▸ WHAT THE TASK ASKS
Return the records word for word. Any pictures in them are not part of the copy.

[Point labeling dataset excerpts]
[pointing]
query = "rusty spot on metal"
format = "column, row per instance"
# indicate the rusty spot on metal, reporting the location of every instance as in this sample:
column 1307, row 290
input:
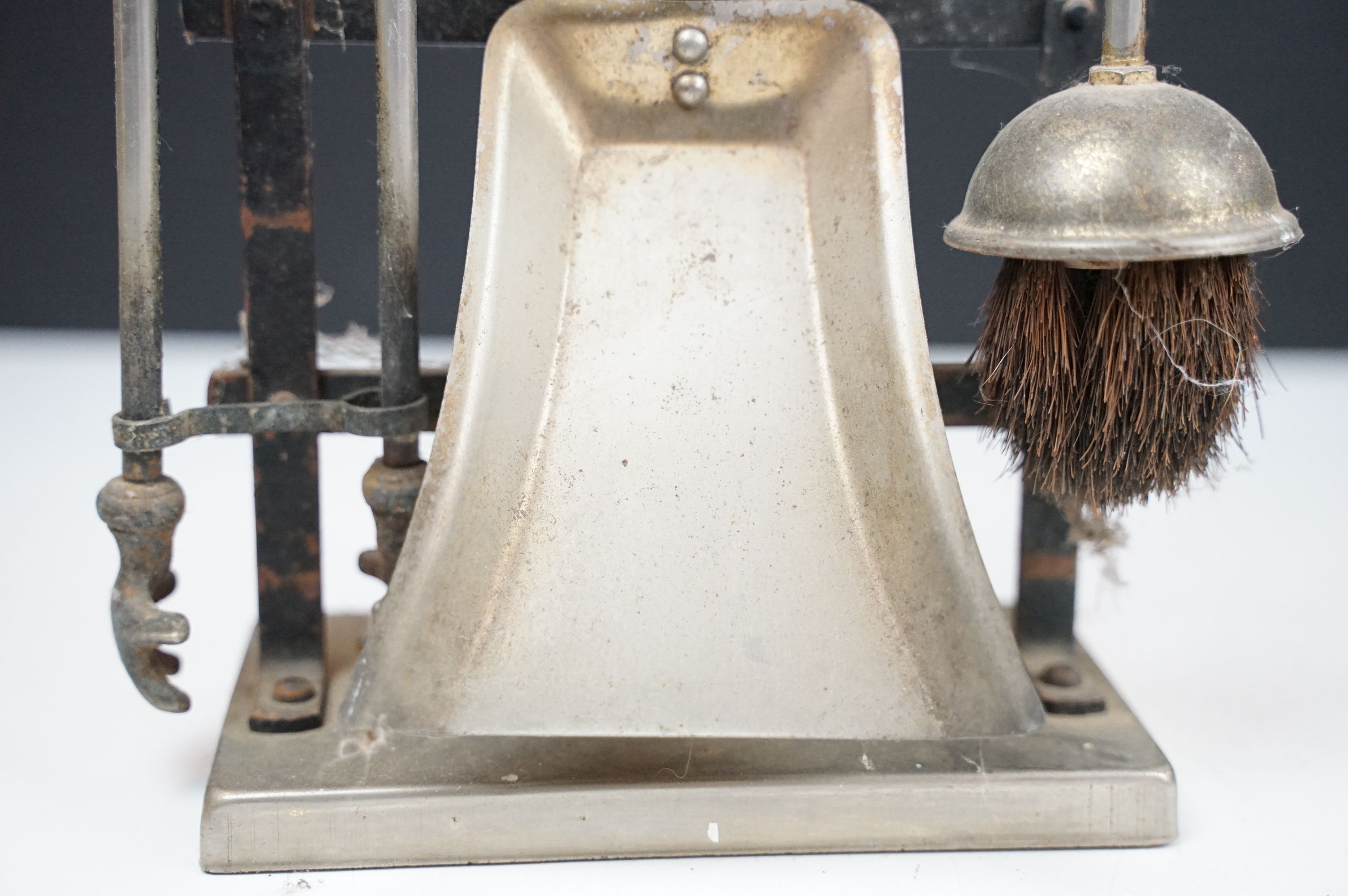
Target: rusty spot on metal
column 297, row 220
column 1040, row 566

▸ CORRECT ANSWER
[pointing]
query = "rusty spot on metal"
format = "column, row per instance"
# indicate the rusty spot on metal, reporting the location of every instance as in this sample:
column 1307, row 290
input:
Target: rusty spot on metal
column 297, row 220
column 1040, row 566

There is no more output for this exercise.